TEXT EXCERPT:

** Start **

# 55gal built from scratch



## barbar0 (Dec 3, 2007)

We just finished building our second viv. We built it from scratch, just let the glass cut, then siliconed it together, inserted the mesh, covered the edges with aluminium. For background we tried something similar to the flevopol method - I really prefered that to the mess with the silicone! It also holds water quite well.





































The shop I ordered the plants from had some really nice epiphytic ferns


















The finished viv! I'll just have to put in some leave litter. It hopefully houses some imis soon...




























............................
barbara


----------



## arielelf (May 23, 2007)

Amazing tank!!!
Looks bigger than 55 gal. though.


----------



## griffen0218 (Jul 25, 2008)

that tank looks amazing what did you use for the bg i didnt really understand it


----------



## thetattooedone (Mar 26, 2007)

That is awsome! Thanks for sharing! Be sure to add updated pictures as it matures and gets inhabitants.

Brent


----------



## barbar0 (Dec 3, 2007)

Thanks all!

On the foam on the background I applied a mixture of ground peat, water and some sort of non poisonous flexible tile adhesive. It dries out completely and gets quite hard. Then you rinse it a lot. After that it will soak up water again and the plants grow on it really well.

@ arielelf:
I calculated the size again: its actually only 53.98gal... :wink: 


......................
barbara


----------



## pet-teez (Oct 3, 2007)

I *LOVE* it!
I love your other one too though 
Fantastic


----------



## griffen0218 (Jul 25, 2008)

what is the blue stuff holding in the wood??


----------



## barbar0 (Dec 3, 2007)

** End **

DATA LISTING:
** Start **

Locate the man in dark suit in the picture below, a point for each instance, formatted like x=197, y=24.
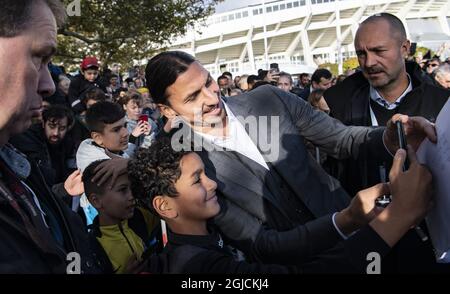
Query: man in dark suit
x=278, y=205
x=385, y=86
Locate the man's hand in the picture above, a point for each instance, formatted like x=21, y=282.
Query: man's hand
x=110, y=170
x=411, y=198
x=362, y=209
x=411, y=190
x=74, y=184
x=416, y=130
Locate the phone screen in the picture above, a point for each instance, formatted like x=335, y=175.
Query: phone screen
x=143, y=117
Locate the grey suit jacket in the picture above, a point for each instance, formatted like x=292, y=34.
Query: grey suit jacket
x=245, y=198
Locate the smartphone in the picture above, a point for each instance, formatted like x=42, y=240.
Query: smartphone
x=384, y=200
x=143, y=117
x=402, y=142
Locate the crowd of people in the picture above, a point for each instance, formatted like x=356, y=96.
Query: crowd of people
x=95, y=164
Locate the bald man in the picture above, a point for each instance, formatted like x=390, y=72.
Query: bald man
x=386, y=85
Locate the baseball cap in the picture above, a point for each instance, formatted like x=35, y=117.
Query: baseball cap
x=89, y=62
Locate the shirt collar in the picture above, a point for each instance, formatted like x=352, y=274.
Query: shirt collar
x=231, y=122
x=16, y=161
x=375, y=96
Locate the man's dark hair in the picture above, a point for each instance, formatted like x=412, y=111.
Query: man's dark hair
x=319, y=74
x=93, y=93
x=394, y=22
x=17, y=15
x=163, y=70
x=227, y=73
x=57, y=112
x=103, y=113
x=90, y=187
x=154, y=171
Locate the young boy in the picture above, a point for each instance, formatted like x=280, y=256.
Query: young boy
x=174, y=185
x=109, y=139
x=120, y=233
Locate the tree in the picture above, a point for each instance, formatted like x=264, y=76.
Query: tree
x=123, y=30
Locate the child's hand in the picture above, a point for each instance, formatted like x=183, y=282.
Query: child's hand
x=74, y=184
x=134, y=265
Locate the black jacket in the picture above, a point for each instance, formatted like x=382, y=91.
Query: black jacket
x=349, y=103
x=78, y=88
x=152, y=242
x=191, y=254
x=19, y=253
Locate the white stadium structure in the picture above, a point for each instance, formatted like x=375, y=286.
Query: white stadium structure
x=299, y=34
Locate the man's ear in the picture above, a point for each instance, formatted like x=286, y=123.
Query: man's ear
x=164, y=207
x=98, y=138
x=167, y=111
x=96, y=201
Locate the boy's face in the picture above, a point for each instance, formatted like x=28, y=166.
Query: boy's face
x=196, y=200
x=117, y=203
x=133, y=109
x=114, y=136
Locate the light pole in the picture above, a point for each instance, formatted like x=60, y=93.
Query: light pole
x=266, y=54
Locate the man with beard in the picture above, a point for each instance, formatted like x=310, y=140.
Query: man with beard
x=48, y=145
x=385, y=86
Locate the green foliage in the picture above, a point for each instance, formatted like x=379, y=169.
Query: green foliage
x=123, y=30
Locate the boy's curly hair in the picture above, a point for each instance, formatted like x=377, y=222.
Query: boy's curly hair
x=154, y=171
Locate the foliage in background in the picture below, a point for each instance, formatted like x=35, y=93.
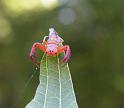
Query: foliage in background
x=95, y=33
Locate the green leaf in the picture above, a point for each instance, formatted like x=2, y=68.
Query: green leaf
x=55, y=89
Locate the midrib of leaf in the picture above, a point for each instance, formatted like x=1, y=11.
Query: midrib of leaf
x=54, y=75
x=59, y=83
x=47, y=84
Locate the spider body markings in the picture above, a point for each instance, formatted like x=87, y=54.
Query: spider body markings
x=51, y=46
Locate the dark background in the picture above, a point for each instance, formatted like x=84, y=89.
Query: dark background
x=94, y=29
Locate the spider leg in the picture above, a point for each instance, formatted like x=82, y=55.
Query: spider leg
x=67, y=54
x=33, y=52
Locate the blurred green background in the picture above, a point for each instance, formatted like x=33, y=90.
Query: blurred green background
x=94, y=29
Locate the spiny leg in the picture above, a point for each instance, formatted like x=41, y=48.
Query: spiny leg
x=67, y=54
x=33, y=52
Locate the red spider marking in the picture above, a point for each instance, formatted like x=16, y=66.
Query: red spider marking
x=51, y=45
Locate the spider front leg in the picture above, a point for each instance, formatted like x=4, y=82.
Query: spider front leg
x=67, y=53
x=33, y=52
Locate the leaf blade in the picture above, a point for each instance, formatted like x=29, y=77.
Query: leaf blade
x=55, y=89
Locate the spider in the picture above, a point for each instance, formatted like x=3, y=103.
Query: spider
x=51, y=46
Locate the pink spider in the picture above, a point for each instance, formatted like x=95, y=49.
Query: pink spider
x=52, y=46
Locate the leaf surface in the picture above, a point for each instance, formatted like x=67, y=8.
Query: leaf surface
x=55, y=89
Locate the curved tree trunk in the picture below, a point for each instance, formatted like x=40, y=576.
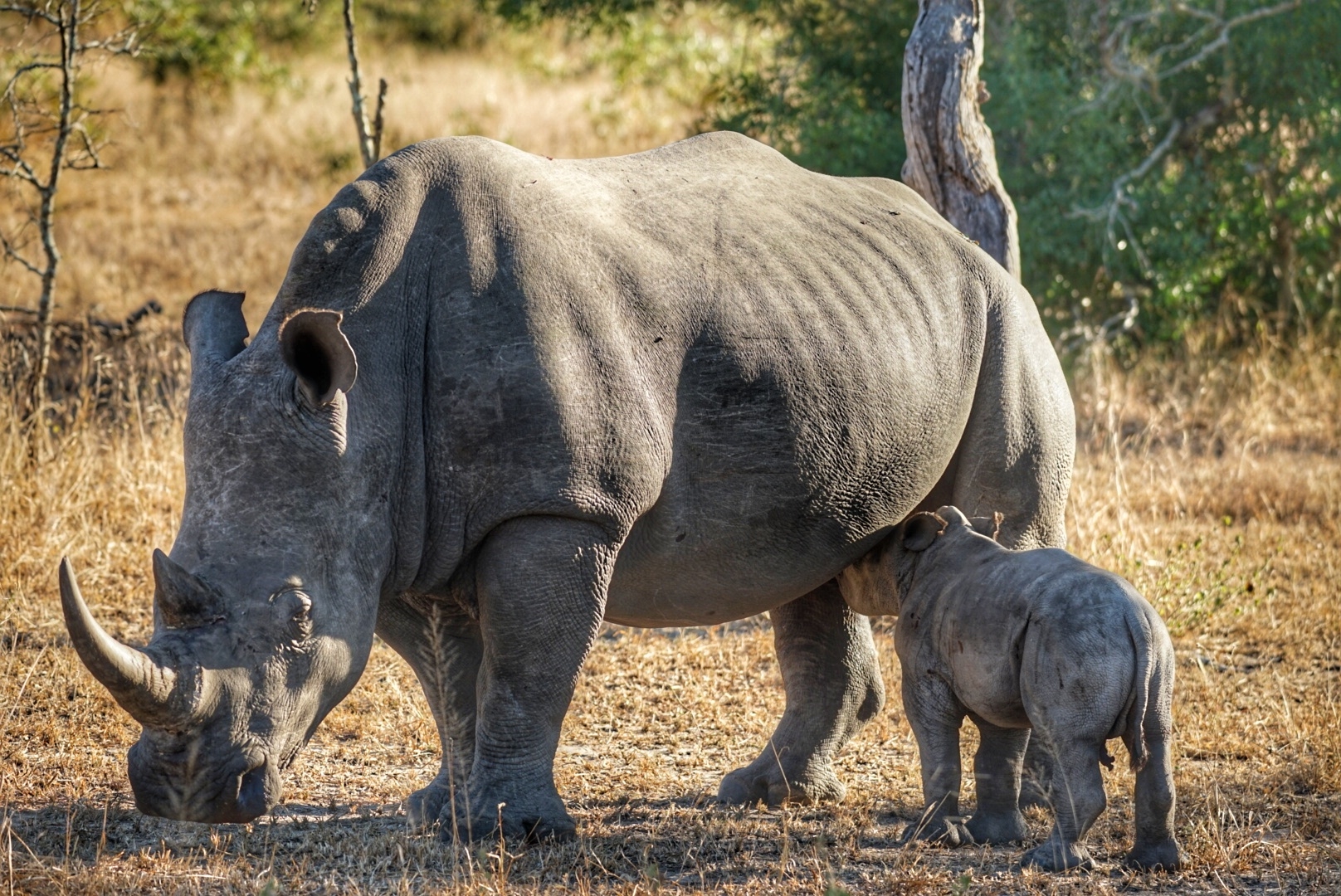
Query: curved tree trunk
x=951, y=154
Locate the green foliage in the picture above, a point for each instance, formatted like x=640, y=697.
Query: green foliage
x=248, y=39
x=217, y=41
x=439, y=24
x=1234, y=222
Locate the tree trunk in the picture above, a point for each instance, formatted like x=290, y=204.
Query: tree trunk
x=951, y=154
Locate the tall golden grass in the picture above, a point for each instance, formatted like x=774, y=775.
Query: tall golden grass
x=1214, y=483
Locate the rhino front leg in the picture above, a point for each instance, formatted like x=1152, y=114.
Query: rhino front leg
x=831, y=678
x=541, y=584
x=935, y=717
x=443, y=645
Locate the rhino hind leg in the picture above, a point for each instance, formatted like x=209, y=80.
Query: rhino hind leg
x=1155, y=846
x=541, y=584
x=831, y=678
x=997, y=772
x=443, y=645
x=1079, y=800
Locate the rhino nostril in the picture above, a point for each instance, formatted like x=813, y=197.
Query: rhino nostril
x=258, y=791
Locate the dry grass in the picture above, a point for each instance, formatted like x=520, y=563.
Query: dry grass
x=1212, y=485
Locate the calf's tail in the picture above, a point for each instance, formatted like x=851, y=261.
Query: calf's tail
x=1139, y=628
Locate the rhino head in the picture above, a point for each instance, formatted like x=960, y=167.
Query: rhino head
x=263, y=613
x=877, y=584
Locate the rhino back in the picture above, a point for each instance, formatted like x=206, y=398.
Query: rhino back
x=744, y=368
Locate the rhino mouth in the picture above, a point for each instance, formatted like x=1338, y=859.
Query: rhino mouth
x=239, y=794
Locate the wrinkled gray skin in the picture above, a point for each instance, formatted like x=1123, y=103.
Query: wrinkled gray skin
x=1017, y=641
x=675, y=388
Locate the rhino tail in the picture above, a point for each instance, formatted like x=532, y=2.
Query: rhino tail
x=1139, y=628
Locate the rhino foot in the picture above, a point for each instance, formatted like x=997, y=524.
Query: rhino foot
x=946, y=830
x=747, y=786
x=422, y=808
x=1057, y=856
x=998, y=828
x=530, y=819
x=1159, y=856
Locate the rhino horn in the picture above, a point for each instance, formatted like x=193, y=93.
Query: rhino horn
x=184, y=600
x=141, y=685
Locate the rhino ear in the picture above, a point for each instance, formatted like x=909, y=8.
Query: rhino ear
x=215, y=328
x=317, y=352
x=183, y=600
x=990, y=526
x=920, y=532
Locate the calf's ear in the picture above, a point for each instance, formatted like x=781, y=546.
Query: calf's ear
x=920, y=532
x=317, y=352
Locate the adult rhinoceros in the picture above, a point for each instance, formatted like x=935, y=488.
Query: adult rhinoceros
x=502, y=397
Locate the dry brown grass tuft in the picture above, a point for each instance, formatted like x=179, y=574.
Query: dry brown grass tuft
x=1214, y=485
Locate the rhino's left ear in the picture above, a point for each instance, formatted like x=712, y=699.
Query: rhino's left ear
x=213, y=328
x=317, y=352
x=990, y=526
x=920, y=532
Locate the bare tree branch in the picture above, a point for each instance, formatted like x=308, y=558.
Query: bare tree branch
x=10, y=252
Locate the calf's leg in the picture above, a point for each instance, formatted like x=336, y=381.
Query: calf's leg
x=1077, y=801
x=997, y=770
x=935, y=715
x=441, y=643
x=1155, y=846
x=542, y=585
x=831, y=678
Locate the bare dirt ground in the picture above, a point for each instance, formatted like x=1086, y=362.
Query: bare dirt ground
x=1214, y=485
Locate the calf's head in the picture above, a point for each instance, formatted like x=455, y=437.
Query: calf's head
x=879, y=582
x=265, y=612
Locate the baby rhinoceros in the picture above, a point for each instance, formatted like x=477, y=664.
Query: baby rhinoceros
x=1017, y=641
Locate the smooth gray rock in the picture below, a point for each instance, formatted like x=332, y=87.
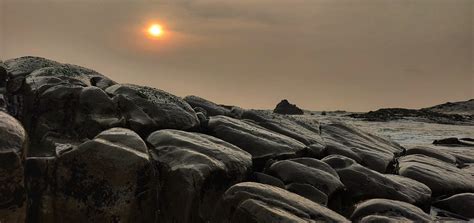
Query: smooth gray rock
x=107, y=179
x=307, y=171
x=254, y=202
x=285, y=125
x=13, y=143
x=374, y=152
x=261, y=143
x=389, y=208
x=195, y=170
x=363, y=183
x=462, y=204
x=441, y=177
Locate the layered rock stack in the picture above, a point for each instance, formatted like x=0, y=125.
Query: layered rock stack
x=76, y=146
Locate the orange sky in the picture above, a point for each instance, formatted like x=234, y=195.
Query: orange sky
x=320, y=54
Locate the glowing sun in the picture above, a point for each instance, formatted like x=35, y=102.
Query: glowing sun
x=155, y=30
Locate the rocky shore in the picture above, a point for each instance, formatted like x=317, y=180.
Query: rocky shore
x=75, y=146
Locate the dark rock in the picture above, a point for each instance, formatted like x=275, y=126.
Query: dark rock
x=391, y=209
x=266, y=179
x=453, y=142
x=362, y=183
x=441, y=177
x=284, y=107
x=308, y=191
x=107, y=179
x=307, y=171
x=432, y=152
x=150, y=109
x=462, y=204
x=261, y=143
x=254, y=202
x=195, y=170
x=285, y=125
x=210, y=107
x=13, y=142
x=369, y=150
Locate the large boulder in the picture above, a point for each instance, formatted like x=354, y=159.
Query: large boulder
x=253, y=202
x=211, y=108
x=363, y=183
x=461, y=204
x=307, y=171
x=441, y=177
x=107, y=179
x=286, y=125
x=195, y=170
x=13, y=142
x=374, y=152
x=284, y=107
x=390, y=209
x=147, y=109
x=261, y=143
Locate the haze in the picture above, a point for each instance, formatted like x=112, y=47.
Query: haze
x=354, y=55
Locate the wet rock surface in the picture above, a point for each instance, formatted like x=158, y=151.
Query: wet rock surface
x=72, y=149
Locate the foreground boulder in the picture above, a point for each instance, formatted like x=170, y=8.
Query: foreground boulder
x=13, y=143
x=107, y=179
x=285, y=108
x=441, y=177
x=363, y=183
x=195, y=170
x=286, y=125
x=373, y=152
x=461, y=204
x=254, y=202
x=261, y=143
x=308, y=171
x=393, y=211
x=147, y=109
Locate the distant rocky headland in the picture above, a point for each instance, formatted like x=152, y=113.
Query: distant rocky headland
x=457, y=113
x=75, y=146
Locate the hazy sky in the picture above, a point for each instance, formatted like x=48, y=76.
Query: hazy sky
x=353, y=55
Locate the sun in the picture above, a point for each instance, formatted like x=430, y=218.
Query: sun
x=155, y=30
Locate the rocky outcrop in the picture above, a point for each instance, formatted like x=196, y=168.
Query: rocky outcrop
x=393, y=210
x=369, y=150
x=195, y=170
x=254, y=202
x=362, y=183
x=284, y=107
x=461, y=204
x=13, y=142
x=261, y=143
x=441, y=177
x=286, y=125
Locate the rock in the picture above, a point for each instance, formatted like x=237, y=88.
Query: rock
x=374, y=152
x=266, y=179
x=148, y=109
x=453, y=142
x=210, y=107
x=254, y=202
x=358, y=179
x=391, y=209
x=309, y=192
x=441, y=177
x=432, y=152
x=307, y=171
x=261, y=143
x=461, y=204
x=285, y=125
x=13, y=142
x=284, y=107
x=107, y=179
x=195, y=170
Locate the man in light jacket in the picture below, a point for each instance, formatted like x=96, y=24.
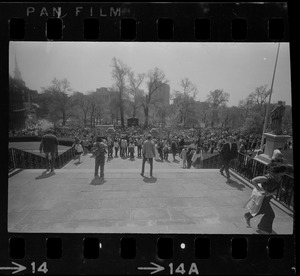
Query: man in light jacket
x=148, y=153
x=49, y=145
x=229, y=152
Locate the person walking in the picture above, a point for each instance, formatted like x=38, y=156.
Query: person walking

** End **

CHALLENGE:
Can you copy the entire vivarium build thread above, word for word?

WRITTEN REPLY:
# 55gal built from scratch



## barbar0 (Dec 3, 2007)

We just finished building our second viv. We built it from scratch, just let the glass cut, then siliconed it together, inserted the mesh, covered the edges with aluminium. For background we tried something similar to the flevopol method - I really prefered that to the mess with the silicone! It also holds water quite well.





































The shop I ordered the plants from had some really nice epiphytic ferns


















The finished viv! I'll just have to put in some leave litter. It hopefully houses some imis soon...




























............................
barbara


----------



## arielelf (May 23, 2007)

Amazing tank!!!
Looks bigger than 55 gal. though.


----------



## griffen0218 (Jul 25, 2008)

that tank looks amazing what did you use for the bg i didnt really understand it


----------



## thetattooedone (Mar 26, 2007)

That is awsome! Thanks for sharing! Be sure to add updated pictures as it matures and gets inhabitants.

Brent


----------



## barbar0 (Dec 3, 2007)

Thanks all!

On the foam on the background I applied a mixture of ground peat, water and some sort of non poisonous flexible tile adhesive. It dries out completely and gets quite hard. Then you rinse it a lot. After that it will soak up water again and the plants grow on it really well.

@ arielelf:
I calculated the size again: its actually only 53.98gal... :wink: 


......................
barbara


----------



## pet-teez (Oct 3, 2007)

I *LOVE* it!
I love your other one too though 
Fantastic


----------



## griffen0218 (Jul 25, 2008)

what is the blue stuff holding in the wood??


----------



## barbar0 (Dec 3, 2007)